Start of SELECTED PASSAGE

In the HPET_STATUS handling, the use of __clear_bit(i, &new_val) is the only
thing causing it to be spilled to the stack. Furthemore we only care about
the bottom 3 bits, so rewrite it to be a plain for loop.
For the {start,stop}_timer variables, these are spilled to the stack despite
the __{set,clear}_bit() calls. Again we only care about the bottom 3 bits, so
shrink the variables from long to int. Use for_each_set_bit() rather than
opencoding it at the end which amongst other things means the loop predicate
is no longer forced to the stack by the loop body.
Signed-off-by: Andrew Cooper <andrew.cooper3@citrix.com>
---
CC: Jan Beulich <JBeulich@suse.com>
CC: Roger Pau Monné <roger.pau@citrix.com>
All in all, it's modest according to bloat-o-meter:
add/remove: 0/0 grow/shrink: 0/1 up/down: 0/-29 (-29)
Function old new delta
hpet_write 2225 2196 -29
but we have shrunk the stack frame by 8 bytes; 0x28 as opposed to 0x30 before.
---
xen/arch/x86/hvm/hpet.c | 29 ++++++++---------------------
1 file changed, 8 insertions(+), 21 deletions(-)

End of SELECTED PASSAGE
Start of DATA SHOWN

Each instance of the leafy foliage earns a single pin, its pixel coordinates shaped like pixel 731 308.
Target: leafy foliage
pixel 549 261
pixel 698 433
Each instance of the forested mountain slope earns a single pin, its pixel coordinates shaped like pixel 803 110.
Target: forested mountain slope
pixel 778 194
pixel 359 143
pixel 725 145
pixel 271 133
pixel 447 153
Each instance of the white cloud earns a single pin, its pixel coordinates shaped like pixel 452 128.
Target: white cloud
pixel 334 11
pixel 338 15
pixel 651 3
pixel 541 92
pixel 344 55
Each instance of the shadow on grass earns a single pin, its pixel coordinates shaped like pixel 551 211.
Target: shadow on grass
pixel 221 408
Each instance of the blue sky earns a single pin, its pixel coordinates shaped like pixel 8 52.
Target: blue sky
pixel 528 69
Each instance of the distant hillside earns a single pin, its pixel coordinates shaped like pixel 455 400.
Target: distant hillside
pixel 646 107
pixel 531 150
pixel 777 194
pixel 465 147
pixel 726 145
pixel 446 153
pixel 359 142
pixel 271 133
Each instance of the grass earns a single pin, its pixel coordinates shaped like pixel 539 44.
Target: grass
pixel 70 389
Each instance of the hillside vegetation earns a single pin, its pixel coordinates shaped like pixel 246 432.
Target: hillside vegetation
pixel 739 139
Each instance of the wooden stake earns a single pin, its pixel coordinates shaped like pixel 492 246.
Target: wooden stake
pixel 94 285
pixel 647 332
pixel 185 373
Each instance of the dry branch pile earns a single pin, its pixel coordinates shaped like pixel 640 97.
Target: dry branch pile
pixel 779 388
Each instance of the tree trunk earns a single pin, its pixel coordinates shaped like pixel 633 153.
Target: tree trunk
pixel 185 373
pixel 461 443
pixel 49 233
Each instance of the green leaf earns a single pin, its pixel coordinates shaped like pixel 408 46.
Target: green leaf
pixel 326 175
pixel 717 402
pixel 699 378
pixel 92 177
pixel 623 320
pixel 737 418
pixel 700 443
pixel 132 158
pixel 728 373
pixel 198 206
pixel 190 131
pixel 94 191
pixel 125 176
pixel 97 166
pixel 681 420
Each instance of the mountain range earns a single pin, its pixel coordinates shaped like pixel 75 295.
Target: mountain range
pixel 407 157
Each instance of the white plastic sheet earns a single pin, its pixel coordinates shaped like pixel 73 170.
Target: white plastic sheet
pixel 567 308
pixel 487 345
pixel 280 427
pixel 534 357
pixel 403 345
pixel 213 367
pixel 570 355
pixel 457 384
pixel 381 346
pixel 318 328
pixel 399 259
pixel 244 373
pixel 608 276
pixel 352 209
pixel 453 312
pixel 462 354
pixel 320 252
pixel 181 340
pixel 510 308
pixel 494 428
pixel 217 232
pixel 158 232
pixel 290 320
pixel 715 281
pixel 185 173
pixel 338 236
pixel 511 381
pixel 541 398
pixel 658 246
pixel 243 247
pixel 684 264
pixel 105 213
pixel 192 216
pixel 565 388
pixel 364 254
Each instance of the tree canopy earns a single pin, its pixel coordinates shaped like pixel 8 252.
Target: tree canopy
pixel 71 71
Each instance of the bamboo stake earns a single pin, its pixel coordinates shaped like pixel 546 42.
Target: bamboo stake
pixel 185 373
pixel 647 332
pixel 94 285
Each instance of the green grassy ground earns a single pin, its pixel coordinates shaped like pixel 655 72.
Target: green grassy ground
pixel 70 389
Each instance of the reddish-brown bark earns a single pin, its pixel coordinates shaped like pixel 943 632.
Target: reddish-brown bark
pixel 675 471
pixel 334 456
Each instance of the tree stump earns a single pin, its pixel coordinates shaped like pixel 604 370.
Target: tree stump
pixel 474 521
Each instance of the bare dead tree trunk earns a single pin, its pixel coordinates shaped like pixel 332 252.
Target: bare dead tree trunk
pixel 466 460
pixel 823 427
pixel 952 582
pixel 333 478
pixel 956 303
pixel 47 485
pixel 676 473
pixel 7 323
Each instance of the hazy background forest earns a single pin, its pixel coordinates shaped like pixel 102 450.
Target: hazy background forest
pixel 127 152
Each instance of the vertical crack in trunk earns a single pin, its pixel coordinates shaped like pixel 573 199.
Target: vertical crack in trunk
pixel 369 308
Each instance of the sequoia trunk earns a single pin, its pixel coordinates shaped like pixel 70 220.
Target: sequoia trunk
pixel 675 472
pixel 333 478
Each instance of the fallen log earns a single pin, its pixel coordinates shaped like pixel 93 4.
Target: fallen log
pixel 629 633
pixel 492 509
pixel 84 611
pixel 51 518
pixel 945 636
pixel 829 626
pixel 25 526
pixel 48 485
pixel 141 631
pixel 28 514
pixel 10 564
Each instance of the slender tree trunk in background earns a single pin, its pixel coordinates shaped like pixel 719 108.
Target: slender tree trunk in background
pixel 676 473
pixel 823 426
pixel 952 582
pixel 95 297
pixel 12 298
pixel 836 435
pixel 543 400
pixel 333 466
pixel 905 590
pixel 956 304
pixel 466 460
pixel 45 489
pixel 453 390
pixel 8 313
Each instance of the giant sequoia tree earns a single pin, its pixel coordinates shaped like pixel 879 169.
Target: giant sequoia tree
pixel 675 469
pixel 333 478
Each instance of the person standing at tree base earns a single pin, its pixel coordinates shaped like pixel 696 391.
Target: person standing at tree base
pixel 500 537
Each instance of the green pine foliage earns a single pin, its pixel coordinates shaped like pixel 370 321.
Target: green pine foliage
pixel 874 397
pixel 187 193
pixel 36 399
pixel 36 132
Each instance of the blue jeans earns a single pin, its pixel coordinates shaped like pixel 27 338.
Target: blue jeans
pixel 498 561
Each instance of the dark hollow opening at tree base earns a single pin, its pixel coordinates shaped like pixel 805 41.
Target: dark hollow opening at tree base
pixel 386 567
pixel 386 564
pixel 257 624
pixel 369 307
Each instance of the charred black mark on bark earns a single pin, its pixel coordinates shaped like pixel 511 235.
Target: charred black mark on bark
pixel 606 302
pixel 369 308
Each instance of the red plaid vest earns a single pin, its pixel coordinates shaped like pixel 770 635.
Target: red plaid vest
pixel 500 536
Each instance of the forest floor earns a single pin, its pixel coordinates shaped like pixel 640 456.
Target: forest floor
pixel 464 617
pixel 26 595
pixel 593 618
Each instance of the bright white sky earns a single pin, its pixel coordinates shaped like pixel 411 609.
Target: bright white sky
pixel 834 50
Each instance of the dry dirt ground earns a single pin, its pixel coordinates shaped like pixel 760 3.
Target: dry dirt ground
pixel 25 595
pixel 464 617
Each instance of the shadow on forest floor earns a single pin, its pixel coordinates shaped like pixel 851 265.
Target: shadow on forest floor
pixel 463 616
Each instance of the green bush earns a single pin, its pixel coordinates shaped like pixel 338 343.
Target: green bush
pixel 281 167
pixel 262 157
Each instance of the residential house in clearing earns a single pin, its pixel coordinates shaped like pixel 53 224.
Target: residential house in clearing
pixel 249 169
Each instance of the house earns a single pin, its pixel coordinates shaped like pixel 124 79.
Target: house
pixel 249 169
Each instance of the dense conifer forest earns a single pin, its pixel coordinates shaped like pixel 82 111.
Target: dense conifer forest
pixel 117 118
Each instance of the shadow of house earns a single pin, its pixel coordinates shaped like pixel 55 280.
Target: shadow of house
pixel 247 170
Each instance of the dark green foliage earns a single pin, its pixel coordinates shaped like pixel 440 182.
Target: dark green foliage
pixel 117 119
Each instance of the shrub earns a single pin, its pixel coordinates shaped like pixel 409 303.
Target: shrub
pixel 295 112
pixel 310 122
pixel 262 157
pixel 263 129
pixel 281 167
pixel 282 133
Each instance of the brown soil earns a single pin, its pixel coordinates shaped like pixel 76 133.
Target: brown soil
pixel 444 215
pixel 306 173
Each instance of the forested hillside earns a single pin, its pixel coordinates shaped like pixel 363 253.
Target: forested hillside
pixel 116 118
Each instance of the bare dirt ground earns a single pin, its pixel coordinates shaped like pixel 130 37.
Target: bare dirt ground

End of DATA SHOWN

• _PROBLEMS_:
- 1) Answer these questions using the HPET patch note:
(a) Which variables are shrunk from long to int?
(b) What are the old and new sizes of hpet_write according to bloat-o-meter?
(c) What is the new size of the stack frame?
- 2) Write out the part of the HPET patch note starting at "In the HPET_STATUS" and ending at "up/down: 0/-29 (-29)".
- 3) Say whether each statement agrees with the HPET patch note. Answer yes or no and quote the words that decide it.
(a) The HPET_STATUS handling is rewritten as a plain for loop.
(b) The patch adds more lines than it deletes.
(c) The patch changes only one file.

• _THE RESPONSES_:
- 1)
(a) The {start,stop}_timer variables.
(b) 2225 old and 2196 new, a change of -29.
(c) 0x28, compared with 0x30 before.

- 2)
In the HPET_STATUS handling, the use of __clear_bit(i, &new_val) is the only
thing causing it to be spilled to the stack. Furthemore we only care about
the bottom 3 bits, so rewrite it to be a plain for loop.
For the {start,stop}_timer variables, these are spilled to the stack despite
the __{set,clear}_bit() calls. Again we only care about the bottom 3 bits, so
shrink the variables from long to int. Use for_each_set_bit() rather than
opencoding it at the end which amongst other things means the loop predicate
is no longer forced to the stack by the loop body.
Signed-off-by: Andrew Cooper <andrew.cooper3@citrix.com>
---
CC: Jan Beulich <JBeulich@suse.com>
CC: Roger Pau Monné <roger.pau@citrix.com>
All in all, it's modest according to bloat-o-meter:
add/remove: 0/0 grow/shrink: 0/1 up/down: 0/-29 (-29)

- 3)
(a) Yes: "so rewrite it to be a plain for loop."
(b) No: "8 insertions(+), 21 deletions(-)"
(c) Yes: "1 file changed"